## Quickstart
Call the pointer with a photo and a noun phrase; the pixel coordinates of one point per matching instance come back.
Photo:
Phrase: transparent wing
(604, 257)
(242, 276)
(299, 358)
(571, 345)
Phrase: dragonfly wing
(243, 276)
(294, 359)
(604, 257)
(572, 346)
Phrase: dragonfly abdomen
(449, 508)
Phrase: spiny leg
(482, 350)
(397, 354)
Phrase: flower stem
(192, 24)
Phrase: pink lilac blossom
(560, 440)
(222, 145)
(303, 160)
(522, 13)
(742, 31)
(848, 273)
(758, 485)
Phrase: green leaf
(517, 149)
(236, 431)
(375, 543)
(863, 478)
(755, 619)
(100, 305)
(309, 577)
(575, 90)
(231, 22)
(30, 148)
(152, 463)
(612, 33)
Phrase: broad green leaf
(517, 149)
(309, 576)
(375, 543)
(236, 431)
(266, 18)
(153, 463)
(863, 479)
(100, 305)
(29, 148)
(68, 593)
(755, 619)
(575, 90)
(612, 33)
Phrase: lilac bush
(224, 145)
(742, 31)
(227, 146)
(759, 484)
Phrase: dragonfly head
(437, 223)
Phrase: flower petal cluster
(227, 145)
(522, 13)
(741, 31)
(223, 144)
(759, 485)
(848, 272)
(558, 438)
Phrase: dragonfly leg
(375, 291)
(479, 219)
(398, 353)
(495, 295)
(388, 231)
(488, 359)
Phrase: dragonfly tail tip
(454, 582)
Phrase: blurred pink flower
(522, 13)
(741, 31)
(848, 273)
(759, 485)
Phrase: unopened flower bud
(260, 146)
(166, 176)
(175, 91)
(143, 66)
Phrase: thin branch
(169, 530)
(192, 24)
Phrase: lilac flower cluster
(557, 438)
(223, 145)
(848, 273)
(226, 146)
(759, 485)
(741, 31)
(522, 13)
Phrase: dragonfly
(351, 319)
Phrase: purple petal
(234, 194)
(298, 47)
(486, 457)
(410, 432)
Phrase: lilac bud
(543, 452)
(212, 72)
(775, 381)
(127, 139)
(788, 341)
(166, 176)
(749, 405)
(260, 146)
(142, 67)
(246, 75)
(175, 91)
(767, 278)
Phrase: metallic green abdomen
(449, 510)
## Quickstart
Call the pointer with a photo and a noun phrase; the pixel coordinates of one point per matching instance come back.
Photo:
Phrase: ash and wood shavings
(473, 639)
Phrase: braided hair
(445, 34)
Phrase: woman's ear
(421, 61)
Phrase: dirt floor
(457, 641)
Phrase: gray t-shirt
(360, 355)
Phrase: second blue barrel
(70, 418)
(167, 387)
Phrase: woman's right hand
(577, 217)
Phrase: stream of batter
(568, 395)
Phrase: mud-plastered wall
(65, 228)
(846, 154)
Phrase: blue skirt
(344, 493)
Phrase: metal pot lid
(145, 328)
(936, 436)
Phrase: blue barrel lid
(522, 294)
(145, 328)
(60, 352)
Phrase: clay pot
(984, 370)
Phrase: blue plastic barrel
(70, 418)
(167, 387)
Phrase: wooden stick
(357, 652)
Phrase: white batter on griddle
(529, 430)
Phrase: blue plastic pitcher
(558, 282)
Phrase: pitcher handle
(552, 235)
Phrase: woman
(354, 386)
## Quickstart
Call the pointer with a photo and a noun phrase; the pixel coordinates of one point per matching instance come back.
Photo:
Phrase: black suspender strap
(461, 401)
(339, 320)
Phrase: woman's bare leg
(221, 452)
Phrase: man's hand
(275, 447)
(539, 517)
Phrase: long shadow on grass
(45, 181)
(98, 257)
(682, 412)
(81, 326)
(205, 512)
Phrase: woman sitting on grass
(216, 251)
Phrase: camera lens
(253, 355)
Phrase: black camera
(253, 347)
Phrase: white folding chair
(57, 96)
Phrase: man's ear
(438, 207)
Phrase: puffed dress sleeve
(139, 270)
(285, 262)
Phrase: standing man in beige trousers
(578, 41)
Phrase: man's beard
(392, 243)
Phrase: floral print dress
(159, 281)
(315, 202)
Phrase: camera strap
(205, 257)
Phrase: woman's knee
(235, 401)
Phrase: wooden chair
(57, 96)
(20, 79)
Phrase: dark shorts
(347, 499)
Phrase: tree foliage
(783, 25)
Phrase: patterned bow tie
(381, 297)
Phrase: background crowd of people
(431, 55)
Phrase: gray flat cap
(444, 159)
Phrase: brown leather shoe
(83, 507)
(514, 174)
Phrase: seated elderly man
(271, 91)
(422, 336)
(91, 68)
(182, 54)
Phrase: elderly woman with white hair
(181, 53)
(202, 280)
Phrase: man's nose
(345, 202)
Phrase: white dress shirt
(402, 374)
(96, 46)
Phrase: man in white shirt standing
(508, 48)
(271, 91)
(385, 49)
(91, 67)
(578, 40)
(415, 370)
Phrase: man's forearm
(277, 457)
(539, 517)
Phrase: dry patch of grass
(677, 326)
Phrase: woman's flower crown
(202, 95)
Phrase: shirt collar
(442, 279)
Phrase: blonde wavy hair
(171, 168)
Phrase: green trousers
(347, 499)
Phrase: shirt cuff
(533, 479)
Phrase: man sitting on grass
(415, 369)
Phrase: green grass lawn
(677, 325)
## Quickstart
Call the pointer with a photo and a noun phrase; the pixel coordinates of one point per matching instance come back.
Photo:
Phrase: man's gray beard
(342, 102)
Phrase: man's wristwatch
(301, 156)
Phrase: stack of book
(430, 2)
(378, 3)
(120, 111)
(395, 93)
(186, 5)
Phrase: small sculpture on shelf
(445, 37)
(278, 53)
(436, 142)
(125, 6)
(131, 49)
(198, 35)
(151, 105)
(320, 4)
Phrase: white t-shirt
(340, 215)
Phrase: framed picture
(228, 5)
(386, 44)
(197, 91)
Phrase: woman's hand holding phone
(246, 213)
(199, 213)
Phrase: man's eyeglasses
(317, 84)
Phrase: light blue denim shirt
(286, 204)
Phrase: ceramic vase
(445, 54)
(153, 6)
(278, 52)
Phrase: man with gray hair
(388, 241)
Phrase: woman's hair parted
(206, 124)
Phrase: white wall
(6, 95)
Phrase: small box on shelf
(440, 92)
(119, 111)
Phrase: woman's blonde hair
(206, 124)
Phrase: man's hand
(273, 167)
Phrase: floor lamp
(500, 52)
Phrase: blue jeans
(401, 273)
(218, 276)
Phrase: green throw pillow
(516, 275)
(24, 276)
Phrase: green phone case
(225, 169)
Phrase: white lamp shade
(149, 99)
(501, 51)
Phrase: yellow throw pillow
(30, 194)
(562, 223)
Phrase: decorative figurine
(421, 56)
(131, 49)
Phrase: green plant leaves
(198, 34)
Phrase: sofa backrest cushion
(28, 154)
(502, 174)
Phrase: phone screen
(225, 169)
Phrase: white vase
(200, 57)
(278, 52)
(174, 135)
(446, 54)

◇ ◇ ◇ ◇ ◇ ◇ ◇

→ WRITTEN PROBLEM: Return each entry from the material above exactly as it appears.

→ RESPONSE FOR THIS EXERCISE:
## Quickstart
Call the pointer with a photo and a noun phrase; the pixel coordinates of one point per matching instance come back.
Photo:
Phrase: transparent wing
(604, 257)
(242, 276)
(299, 358)
(571, 345)
Phrase: dragonfly wing
(243, 276)
(294, 359)
(604, 257)
(572, 346)
Phrase: dragonfly abdomen
(449, 508)
Phrase: spiny leg
(482, 350)
(397, 354)
Phrase: flower stem
(192, 24)
Phrase: pink lilac blossom
(560, 440)
(222, 145)
(303, 160)
(522, 13)
(742, 31)
(848, 273)
(758, 485)
Phrase: green leaf
(517, 149)
(236, 431)
(375, 543)
(863, 478)
(755, 619)
(100, 305)
(309, 577)
(575, 90)
(231, 22)
(30, 148)
(152, 463)
(612, 33)
Phrase: broad green leaf
(517, 149)
(309, 576)
(375, 543)
(236, 431)
(266, 18)
(153, 463)
(863, 479)
(100, 305)
(29, 148)
(68, 593)
(755, 619)
(575, 90)
(612, 33)
Phrase: lilac bush
(224, 145)
(742, 31)
(227, 146)
(759, 484)
Phrase: dragonfly head
(437, 223)
Phrase: flower petal cluster
(227, 145)
(522, 13)
(741, 31)
(223, 144)
(759, 485)
(848, 272)
(558, 438)
Phrase: dragonfly leg
(375, 291)
(479, 219)
(398, 353)
(495, 295)
(388, 231)
(488, 359)
Phrase: dragonfly tail tip
(454, 582)
Phrase: blurred pink flower
(522, 13)
(741, 31)
(848, 273)
(759, 485)
Phrase: unopened flower bud
(260, 146)
(166, 176)
(175, 91)
(143, 66)
Phrase: thin branch
(169, 530)
(192, 24)
Phrase: lilac flower cluster
(557, 438)
(223, 145)
(848, 273)
(226, 146)
(759, 485)
(741, 31)
(522, 13)
Phrase: dragonfly
(351, 319)
Phrase: purple petal
(234, 194)
(298, 47)
(486, 457)
(410, 432)
Phrase: lilac bud
(543, 452)
(212, 72)
(775, 381)
(127, 139)
(788, 341)
(166, 176)
(749, 405)
(260, 146)
(142, 67)
(246, 75)
(175, 91)
(767, 278)
Phrase: metallic green abdomen
(449, 510)
## Quickstart
Call the pointer with a photo and a noun phrase; the pixel coordinates of one point per matching instance come back.
Photo:
Phrase: ash and wood shavings
(473, 639)
Phrase: braided hair
(445, 34)
Phrase: woman's ear
(421, 61)
Phrase: dirt floor
(457, 641)
Phrase: gray t-shirt
(360, 355)
Phrase: second blue barrel
(70, 418)
(167, 387)
Phrase: woman's right hand
(577, 217)
Phrase: stream of batter
(568, 395)
Phrase: mud-plastered wall
(65, 228)
(846, 154)
Phrase: blue skirt
(344, 493)
Phrase: metal pot lid
(145, 328)
(936, 436)
Phrase: blue barrel lid
(522, 294)
(145, 328)
(60, 352)
Phrase: clay pot
(984, 370)
Phrase: blue plastic barrel
(70, 418)
(167, 387)
Phrase: wooden stick
(357, 652)
Phrase: white batter on griddle
(529, 430)
Phrase: blue plastic pitcher
(558, 282)
Phrase: pitcher handle
(552, 235)
Phrase: woman
(354, 386)
## Quickstart
Call the pointer with a photo and a noun phrase; the pixel coordinates of one point per matching instance come back.
Photo:
Phrase: black suspender strap
(461, 401)
(339, 320)
Phrase: woman's bare leg
(221, 452)
Phrase: man's hand
(275, 447)
(539, 517)
Phrase: long shadow on grass
(45, 181)
(98, 257)
(682, 412)
(81, 326)
(205, 512)
Phrase: woman sitting on grass
(216, 251)
Phrase: camera lens
(253, 355)
Phrase: black camera
(253, 347)
Phrase: white folding chair
(57, 96)
Phrase: man's ear
(438, 207)
Phrase: puffed dress sleeve
(139, 270)
(285, 262)
Phrase: standing man in beige trousers
(578, 41)
Phrase: man's beard
(392, 243)
Phrase: floral print dress
(159, 281)
(315, 202)
Phrase: camera strap
(205, 257)
Phrase: woman's knee
(235, 401)
Phrase: wooden chair
(57, 96)
(20, 79)
Phrase: dark shorts
(347, 499)
Phrase: tree foliage
(783, 25)
Phrase: patterned bow tie
(381, 297)
Phrase: background crowd of people
(431, 55)
Phrase: gray flat cap
(444, 159)
Phrase: brown leather shoe
(83, 507)
(514, 174)
Phrase: seated elderly man
(271, 91)
(422, 336)
(91, 68)
(182, 54)
Phrase: elderly woman with white hair
(181, 53)
(202, 280)
Phrase: man's nose
(345, 202)
Phrase: white dress shirt
(402, 374)
(96, 46)
Phrase: man in white shirt standing
(508, 48)
(271, 91)
(385, 49)
(91, 67)
(578, 40)
(415, 370)
Phrase: man's forearm
(277, 457)
(539, 517)
Phrase: dry patch of grass
(677, 326)
Phrase: woman's flower crown
(202, 95)
Phrase: shirt collar
(442, 279)
Phrase: blonde wavy hair
(171, 168)
Phrase: green trousers
(347, 499)
Phrase: shirt cuff
(533, 479)
Phrase: man sitting on grass
(415, 369)
Phrase: green grass lawn
(677, 325)
## Quickstart
Call the pointer with a photo and a noun phrase; the pixel coordinates of one point per matching instance come back.
Photo:
Phrase: man's gray beard
(342, 102)
Phrase: man's wristwatch
(301, 156)
Phrase: stack of book
(430, 2)
(378, 3)
(120, 111)
(395, 93)
(186, 5)
Phrase: small sculpture on shelf
(445, 37)
(278, 53)
(436, 142)
(125, 6)
(131, 49)
(198, 35)
(151, 105)
(320, 4)
Phrase: white t-shirt
(340, 215)
Phrase: framed picture
(228, 5)
(386, 44)
(197, 91)
Phrase: woman's hand holding phone
(246, 213)
(199, 213)
Phrase: man's eyeglasses
(317, 84)
Phrase: light blue denim shirt
(286, 204)
Phrase: ceramic vase
(445, 54)
(153, 6)
(278, 52)
Phrase: man with gray hair
(388, 241)
Phrase: woman's hair parted
(206, 124)
Phrase: white wall
(6, 95)
Phrase: small box on shelf
(440, 92)
(119, 111)
Phrase: woman's blonde hair
(206, 124)
Phrase: man's hand
(273, 167)
Phrase: floor lamp
(500, 52)
Phrase: blue jeans
(401, 273)
(218, 276)
Phrase: green throw pillow
(516, 275)
(24, 276)
Phrase: green phone case
(225, 169)
Phrase: white lamp shade
(149, 99)
(501, 51)
Phrase: yellow throw pillow
(30, 194)
(562, 223)
Phrase: decorative figurine
(421, 56)
(131, 49)
Phrase: green plant leaves
(198, 34)
Phrase: sofa backrest cushion
(28, 154)
(502, 174)
Phrase: phone screen
(225, 169)
Phrase: white vase
(200, 57)
(278, 52)
(174, 135)
(446, 54)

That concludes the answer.